Tuesday, September 18, 2012

PERSONAL/TECH SPECIAL...Is Tech Making Us Stupid?



Is Tech Making Us Stupid? 

Our gadgets auto-complete, remember for us, and think for us. What’s to become of our brains?

THE ABOVE statements have been pouring in from scientific studies across the world. This is their essential premise: that multitasking between emails, Facebook, Twitter, TV, mobile phones, tablets and gaming consoles have made us perpetually distracted and a scatter-brained race. Not only is the new era of information technology making us less creative and more muddled – it’s put into place a permanent change in the way our brain maps information, how it retains it, which parts are used how and even the size of the brain is going through a metamorphosis. Very scary, right? Wait, there’s more.
Hypertext (clickable links) has made sure that most of us cannot read a single paragraph without wandering off topic in a completely different direction.
SHALLOW AND FRIED
The first news of this came when a series of articles and a book was released by Nicholas Carr. His argument was that ever since the advent of the Internet, we as a human race have been becoming more stupid. His book ( The Shallows: How the Internet Is Changing the Way We Think, Read and Remember) made some very compelling points. Taking himself to be the guinea pig, Carr said that over the last few years the way he read and absorbed books was completely changing. He said, “I was losing my own capacity for concentration and contemplation. Even when I was away from my computer, my mind seemed hungry for constant stimulation, for quick hits of information. I felt perpetually distracted.”

◆ **Required actions**
**A)** In the article on whether tech is making us stupid, what is the title of Nicholas Carr's book?
**B)** Reproduce word for word the stretch of the tech article from "PERSONAL/TECH SPECIAL...Is Tech" through "of our brains?".

◆ **Supplied data**
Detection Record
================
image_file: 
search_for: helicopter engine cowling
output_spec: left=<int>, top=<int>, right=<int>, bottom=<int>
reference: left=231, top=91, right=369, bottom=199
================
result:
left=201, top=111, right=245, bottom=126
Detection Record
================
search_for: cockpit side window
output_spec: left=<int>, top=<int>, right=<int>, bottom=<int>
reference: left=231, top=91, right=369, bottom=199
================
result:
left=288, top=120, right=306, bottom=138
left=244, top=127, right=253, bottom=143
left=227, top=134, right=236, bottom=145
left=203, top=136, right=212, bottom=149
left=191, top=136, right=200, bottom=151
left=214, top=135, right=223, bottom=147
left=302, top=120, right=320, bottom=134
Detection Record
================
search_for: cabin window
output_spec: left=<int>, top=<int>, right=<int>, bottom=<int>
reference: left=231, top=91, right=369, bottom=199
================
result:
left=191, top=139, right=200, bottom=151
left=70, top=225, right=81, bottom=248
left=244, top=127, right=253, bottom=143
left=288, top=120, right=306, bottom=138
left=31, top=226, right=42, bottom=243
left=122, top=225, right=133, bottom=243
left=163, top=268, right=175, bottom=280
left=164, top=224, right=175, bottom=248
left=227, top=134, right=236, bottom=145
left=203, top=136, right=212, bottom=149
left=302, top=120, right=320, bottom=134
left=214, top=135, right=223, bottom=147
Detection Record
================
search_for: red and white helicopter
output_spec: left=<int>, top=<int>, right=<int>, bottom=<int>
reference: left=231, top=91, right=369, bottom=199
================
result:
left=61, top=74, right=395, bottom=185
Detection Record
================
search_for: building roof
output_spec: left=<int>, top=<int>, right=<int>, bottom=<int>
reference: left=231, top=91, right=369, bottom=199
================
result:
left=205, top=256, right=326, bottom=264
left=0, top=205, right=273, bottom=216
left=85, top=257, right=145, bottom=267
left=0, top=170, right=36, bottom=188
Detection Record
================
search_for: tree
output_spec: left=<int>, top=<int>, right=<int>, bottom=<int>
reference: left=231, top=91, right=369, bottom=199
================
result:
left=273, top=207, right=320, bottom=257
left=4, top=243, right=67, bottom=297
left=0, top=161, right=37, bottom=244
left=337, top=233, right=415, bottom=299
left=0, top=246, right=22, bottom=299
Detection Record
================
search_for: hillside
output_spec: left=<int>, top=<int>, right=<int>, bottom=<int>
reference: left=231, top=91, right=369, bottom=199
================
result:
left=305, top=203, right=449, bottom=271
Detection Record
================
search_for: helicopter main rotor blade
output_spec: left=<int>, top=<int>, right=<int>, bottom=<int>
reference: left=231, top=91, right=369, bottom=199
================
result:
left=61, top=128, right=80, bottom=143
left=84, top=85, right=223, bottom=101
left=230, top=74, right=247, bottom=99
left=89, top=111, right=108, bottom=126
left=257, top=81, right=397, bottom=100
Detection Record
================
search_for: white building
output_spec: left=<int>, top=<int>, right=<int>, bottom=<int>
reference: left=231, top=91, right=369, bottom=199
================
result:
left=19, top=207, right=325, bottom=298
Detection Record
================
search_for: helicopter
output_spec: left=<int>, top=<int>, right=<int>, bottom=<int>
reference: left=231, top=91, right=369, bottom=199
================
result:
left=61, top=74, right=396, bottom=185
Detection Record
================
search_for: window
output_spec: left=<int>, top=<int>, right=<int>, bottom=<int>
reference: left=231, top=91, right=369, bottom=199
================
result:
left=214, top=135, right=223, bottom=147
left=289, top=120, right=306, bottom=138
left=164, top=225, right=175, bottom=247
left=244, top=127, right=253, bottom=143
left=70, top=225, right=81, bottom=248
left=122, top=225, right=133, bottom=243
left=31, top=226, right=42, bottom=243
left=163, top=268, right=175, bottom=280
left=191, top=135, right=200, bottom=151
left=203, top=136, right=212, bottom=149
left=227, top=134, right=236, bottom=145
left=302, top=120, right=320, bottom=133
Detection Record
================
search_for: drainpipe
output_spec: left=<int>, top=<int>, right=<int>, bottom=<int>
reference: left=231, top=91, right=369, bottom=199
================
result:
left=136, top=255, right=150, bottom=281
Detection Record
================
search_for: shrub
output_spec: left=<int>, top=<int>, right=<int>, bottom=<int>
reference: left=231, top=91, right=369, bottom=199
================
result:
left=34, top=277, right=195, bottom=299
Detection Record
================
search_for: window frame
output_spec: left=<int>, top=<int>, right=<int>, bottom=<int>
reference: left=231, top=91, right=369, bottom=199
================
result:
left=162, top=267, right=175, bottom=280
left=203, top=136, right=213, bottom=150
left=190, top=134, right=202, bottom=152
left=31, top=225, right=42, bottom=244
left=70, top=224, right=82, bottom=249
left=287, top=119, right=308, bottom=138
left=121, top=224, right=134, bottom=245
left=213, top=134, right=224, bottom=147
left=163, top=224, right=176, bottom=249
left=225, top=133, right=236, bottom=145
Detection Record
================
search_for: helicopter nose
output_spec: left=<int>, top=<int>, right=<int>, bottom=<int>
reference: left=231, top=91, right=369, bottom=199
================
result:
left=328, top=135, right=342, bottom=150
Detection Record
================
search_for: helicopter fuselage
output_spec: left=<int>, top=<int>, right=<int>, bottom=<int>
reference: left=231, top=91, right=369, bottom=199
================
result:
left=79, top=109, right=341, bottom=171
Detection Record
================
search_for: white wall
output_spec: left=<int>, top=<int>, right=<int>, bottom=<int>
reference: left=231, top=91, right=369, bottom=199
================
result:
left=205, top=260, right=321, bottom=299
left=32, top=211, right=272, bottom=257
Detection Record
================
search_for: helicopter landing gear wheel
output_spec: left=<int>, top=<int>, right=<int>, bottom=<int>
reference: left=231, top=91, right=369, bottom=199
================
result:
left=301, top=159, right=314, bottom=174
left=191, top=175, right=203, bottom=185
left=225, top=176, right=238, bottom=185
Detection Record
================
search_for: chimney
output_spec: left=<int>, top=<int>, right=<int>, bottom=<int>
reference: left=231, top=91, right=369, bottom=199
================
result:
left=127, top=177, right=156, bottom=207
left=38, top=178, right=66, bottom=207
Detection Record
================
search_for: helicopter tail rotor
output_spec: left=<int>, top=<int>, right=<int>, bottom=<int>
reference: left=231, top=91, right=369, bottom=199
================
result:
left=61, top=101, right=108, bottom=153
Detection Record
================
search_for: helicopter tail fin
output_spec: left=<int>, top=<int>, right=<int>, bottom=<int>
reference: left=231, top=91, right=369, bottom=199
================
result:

◆ **Answers for this exercise**
**A)** The Shallows: How the Internet Is Changing the Way We Think, Read and Remember

**B)**
PERSONAL/TECH SPECIAL...Is Tech Making Us Stupid?



Is Tech Making Us Stupid? 

Our gadgets auto-complete, remember for us, and think for us. What’s to become of our brains?